TASK STATEMENT:
Extend the personal essay about love and suffering, picking up after its last sentence and keeping its voice.

EXTRACTED TEXT:
When John approached me in the garden during a break he meant to say, “That was amazing facilitation and leadership.” But “you’re beautiful” came out instead. He was embarrassed when he said it and genuinely surprised, as if it had come through rather than from him. “I’m not hitting on you!” he added quickly, “But you are. Beautiful that is.” He had me from that moment because I knew he had really seen me, from the inside out, and that was the beauty he acknowledged. It is a quality of being that only blooms in the authentic expression of the human spirit.

In ten years of marriage John has rarely noticed what I’m wearing (unless I'm all glammed up) or what size I happen to be. It doesn’t matter. Once he told me, “I don’t know anyone whose beauty is more congruent with their soul.” My suffering hasn’t deepened his love for me. It started at the deepest part of our relationship’s ocean and runs beneath like an underwater river. My suffering merely opens new channels for it to flow into. He is the one who walks this road with me, entrusting me to find my way instead of dishing out knee-jerk advice as so many well-intended acquaintances do.

This is what happens when you tell people you might die. They fill the trembling air with skimpy solutions to asphyxiate their own anxiety. But love doesn’t do this. Fear does. Love listens and sees and remembers who we are, even as our faces scar and faculties fail. It doesn’t try to fix things that are broken. It holds our brokenness up to the sun so that light may find its way through the fissures. This is how it earns its keep.

STORED DATA:
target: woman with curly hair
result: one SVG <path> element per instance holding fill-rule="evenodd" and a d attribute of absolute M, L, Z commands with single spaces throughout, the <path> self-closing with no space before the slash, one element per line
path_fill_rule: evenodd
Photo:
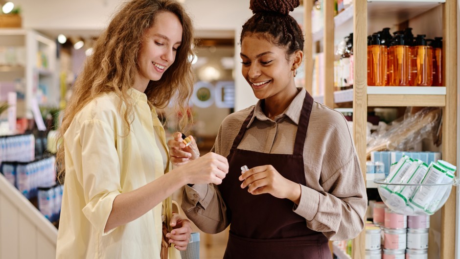
<path fill-rule="evenodd" d="M 168 250 L 173 258 L 177 250 L 168 245 L 186 248 L 190 223 L 172 215 L 168 197 L 187 184 L 220 184 L 228 171 L 227 159 L 214 153 L 169 171 L 156 108 L 175 96 L 186 114 L 193 41 L 178 2 L 132 0 L 95 42 L 60 129 L 56 258 L 166 259 Z"/>
<path fill-rule="evenodd" d="M 229 161 L 222 183 L 185 187 L 182 208 L 199 228 L 230 224 L 226 259 L 330 259 L 328 239 L 352 238 L 364 226 L 366 186 L 345 118 L 295 85 L 304 40 L 289 13 L 299 5 L 251 1 L 240 55 L 259 100 L 221 125 L 211 151 Z M 192 161 L 174 137 L 173 163 Z"/>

EXERCISE ANSWER:
Later that afternoon another mom dropped Gabriella home from pre-school. She ran into the living room and found me sitting on the floor next to the log fire John had laid for me, where I spent hours a day trying to get warm. I felt cold all the time. She straddled her legs across my lap and looked at my skin without speaking. I wanted to turn away from her, to spare her this ugliness, but I stayed still, determined not to airbrush my flaws or pass on the toxic version of beauty I bought into for so many years. I wanted her to grow up knowing what it took me decades to learn and to be loved one day as I am loved by her daddy — for who she is, not what the world demands of her or how someone expects her to look. I also knew it was not my job to protect her from what was happening to her mom, but to help her meet it on her own terms. So I sat still, waiting, until she cupped my face in her little hands and asked,

“Does it hurt, beautiful Mommy? Shall I kiss it better?”

Beautiful Mommy. I let her kiss my burning cheek before she wiped away the tears that silently escaped their ducts like soft spring rain. My world righted itself. I forgave my face its ugliness and all the ugliness I had seen in it for as long as I could remember. I called this Non-Judgment Day.

That was the day the wind changed direction. We corrected the dosage, my face healed slowly without leaving any permanent damage and before long my vitality returned. It returned strong. Gabriella is six and a half now (the half being very important) and I am still here. So is the cancer, but that is almost beside the point.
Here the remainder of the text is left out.